== Given task ==
Collect each line in the items below that contains the word "raised", treating uppercase and lowercase letters as different.

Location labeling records

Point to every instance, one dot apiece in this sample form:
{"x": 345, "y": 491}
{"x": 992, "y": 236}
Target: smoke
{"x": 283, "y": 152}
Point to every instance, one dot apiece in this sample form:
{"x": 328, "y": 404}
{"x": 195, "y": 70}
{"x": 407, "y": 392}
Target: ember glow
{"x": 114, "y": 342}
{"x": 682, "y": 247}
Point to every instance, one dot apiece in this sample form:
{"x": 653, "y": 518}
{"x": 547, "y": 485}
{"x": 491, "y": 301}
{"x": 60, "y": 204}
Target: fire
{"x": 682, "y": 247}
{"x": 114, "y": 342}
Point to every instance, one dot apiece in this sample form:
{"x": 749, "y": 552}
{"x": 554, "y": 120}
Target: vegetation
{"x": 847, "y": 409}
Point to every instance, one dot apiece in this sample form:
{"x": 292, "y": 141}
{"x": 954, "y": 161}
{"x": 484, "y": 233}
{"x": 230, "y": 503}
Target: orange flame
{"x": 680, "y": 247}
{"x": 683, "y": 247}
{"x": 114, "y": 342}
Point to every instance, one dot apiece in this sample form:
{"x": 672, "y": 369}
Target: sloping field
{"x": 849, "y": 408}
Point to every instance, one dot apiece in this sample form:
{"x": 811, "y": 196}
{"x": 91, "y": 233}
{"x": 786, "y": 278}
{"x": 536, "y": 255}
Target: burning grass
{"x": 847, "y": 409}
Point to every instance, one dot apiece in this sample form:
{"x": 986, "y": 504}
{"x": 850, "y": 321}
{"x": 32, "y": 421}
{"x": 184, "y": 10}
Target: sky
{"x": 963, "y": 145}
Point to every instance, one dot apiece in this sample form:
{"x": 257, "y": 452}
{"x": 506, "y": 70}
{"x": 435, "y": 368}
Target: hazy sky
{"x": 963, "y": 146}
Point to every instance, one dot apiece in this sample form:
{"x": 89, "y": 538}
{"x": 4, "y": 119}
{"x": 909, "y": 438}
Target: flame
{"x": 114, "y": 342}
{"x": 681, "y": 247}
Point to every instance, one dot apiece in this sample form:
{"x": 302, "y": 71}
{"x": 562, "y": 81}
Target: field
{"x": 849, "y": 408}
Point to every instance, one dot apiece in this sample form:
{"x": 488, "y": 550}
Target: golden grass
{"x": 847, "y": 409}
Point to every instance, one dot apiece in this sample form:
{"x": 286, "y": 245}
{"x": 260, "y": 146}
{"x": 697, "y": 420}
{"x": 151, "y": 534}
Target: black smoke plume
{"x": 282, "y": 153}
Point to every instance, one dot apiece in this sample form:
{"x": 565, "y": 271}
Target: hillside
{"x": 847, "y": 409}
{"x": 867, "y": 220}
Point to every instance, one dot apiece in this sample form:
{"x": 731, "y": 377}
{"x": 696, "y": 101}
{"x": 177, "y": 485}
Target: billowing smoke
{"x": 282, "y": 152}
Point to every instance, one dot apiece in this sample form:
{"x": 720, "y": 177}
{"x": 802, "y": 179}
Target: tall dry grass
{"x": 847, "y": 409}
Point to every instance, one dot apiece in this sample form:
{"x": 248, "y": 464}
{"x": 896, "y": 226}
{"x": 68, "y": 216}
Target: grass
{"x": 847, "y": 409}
--
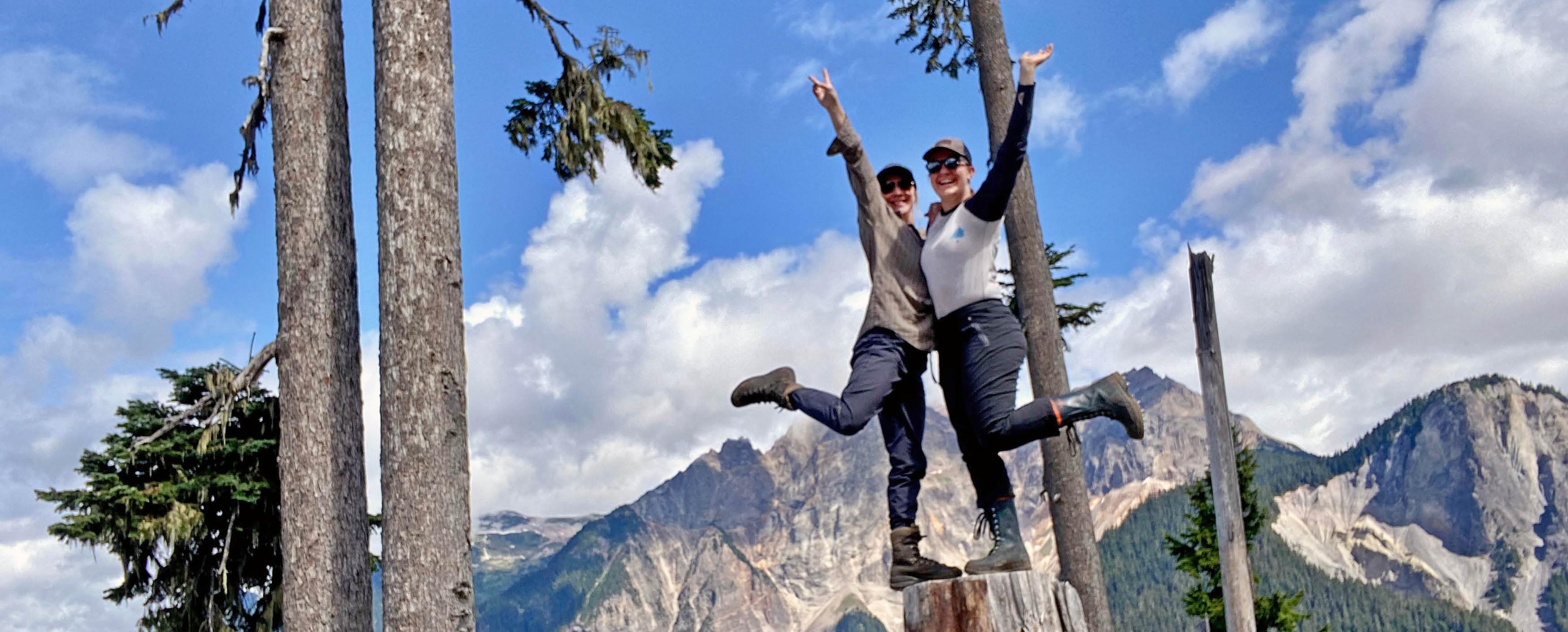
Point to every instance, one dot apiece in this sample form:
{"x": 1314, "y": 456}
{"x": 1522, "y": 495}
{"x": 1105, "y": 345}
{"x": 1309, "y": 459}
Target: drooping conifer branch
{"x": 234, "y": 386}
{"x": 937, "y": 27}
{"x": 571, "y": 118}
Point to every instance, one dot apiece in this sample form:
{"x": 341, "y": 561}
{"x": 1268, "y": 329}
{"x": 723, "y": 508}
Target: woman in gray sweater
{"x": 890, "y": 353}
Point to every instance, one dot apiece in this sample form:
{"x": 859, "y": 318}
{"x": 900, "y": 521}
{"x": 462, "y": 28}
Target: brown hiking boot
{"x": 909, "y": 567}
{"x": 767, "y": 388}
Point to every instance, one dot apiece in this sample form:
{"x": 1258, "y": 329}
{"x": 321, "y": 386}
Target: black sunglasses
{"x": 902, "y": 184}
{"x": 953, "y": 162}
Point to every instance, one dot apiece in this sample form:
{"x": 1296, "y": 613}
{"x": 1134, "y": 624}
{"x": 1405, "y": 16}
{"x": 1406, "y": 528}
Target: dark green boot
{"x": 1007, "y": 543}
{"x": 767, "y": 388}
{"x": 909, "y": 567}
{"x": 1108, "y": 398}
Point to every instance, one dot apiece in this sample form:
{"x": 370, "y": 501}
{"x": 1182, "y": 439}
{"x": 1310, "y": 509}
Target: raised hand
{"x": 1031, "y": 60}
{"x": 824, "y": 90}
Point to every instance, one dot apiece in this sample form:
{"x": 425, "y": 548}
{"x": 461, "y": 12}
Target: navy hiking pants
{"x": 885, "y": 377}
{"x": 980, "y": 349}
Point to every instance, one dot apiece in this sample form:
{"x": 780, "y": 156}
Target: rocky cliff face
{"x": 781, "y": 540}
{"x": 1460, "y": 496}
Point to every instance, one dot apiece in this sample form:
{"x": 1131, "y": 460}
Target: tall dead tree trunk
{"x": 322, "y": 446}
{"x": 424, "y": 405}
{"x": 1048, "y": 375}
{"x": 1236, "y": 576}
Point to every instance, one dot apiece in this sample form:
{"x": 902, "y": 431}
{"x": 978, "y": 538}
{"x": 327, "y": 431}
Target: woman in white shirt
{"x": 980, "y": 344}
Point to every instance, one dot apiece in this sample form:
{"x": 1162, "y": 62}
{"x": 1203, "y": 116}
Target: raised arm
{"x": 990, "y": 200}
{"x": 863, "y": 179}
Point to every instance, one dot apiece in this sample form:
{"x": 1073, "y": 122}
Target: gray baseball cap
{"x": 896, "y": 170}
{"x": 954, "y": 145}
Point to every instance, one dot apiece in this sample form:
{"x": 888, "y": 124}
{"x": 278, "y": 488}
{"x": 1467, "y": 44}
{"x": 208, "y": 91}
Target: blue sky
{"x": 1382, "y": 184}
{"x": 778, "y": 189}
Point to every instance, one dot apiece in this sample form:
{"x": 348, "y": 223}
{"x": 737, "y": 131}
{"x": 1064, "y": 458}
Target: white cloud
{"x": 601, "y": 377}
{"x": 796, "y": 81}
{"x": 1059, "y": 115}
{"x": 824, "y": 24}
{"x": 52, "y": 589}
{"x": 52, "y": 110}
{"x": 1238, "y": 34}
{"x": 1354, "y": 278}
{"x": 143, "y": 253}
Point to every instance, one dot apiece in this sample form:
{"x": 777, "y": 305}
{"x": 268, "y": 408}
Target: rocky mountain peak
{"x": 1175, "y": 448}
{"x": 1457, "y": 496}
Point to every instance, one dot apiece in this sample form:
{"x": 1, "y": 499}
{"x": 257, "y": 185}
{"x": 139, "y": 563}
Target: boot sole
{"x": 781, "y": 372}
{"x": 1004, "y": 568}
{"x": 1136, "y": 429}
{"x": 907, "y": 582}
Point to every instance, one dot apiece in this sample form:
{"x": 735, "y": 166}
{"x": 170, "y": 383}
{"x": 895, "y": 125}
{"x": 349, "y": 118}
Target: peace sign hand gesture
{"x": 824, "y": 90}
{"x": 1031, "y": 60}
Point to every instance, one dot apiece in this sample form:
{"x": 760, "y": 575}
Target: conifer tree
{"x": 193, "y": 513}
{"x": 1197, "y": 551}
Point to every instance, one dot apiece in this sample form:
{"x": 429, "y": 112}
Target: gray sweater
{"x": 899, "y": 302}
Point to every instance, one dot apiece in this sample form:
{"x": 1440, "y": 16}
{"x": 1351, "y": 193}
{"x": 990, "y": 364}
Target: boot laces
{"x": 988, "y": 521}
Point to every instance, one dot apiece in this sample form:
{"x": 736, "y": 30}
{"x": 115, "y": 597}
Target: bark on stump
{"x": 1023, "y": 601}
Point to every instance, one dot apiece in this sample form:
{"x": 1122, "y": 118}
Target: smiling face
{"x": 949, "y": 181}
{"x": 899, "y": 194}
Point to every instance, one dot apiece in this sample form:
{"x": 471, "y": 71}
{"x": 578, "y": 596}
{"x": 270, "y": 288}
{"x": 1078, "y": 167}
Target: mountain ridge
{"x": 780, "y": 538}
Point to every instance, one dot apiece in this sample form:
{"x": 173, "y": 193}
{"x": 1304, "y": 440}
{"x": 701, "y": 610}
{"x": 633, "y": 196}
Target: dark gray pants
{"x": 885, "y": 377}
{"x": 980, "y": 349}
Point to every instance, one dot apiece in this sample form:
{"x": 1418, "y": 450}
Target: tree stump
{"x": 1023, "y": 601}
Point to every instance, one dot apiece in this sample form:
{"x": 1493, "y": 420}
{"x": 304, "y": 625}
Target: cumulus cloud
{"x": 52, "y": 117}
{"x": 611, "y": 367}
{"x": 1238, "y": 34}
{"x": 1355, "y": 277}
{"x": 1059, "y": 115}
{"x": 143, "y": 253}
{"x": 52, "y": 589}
---
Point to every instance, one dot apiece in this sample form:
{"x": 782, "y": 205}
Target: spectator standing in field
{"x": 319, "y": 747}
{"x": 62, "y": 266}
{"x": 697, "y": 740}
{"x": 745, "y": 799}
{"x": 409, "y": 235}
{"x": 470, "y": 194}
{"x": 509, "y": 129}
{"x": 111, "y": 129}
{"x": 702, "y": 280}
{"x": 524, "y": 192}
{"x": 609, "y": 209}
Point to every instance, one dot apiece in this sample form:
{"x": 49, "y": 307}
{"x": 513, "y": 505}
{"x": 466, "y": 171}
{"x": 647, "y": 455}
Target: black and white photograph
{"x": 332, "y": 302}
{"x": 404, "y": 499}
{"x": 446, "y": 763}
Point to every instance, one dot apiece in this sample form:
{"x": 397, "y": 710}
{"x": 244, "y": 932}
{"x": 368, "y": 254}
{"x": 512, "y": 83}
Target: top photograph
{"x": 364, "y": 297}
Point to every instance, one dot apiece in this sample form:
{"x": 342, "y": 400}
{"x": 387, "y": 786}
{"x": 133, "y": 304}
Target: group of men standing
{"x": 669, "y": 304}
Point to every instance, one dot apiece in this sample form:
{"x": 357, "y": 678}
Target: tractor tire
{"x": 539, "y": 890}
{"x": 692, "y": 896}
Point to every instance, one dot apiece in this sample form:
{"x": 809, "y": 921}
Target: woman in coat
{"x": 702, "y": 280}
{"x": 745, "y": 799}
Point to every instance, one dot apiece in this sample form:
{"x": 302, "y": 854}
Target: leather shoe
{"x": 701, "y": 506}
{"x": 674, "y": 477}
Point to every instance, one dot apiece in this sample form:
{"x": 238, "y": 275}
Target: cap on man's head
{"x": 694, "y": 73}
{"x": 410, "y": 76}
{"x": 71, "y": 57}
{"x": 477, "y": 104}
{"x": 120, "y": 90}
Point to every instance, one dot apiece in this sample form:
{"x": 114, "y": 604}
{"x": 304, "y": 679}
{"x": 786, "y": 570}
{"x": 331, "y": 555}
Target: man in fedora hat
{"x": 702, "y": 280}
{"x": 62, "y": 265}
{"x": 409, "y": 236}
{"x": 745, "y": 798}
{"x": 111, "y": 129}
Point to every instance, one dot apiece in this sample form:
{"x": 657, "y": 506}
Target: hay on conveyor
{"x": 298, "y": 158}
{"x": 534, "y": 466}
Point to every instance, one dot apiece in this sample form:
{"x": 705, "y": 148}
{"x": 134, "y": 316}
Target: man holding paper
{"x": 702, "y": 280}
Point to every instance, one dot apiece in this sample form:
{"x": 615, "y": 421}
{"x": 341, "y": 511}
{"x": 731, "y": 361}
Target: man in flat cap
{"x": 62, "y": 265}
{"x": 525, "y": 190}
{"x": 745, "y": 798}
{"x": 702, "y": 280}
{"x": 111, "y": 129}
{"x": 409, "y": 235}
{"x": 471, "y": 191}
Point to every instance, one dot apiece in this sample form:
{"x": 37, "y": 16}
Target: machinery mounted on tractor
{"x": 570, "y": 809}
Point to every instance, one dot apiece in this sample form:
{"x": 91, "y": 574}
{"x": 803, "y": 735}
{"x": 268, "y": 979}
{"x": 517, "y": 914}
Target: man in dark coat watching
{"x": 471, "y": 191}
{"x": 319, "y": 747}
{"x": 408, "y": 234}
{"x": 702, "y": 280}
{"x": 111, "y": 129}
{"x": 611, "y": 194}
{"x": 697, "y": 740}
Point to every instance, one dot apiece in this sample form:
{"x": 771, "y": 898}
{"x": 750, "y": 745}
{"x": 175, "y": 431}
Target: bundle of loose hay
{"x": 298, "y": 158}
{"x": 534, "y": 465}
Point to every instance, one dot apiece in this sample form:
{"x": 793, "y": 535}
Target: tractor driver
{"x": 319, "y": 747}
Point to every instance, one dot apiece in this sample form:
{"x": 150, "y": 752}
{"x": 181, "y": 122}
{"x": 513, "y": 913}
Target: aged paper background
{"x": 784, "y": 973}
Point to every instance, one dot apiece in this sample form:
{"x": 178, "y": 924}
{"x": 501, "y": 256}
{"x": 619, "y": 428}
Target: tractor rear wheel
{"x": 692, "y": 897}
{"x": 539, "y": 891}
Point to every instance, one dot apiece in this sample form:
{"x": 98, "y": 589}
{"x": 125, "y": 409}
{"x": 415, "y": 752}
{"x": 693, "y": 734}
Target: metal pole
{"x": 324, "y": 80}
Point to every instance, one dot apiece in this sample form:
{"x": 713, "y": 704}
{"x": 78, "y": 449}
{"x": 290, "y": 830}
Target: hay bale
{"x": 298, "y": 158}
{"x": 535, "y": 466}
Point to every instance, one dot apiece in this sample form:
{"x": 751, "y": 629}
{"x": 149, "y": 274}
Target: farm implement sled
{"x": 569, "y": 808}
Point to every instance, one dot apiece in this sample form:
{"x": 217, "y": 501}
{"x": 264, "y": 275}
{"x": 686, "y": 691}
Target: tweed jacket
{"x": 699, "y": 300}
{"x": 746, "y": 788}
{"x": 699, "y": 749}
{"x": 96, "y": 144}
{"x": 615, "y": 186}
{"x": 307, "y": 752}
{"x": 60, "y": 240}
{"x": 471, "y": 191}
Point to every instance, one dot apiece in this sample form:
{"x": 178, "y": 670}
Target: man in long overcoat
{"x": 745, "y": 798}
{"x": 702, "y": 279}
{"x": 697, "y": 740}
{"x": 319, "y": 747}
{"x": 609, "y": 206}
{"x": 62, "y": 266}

== Written solution ==
Target: raised hand
Target: raised arm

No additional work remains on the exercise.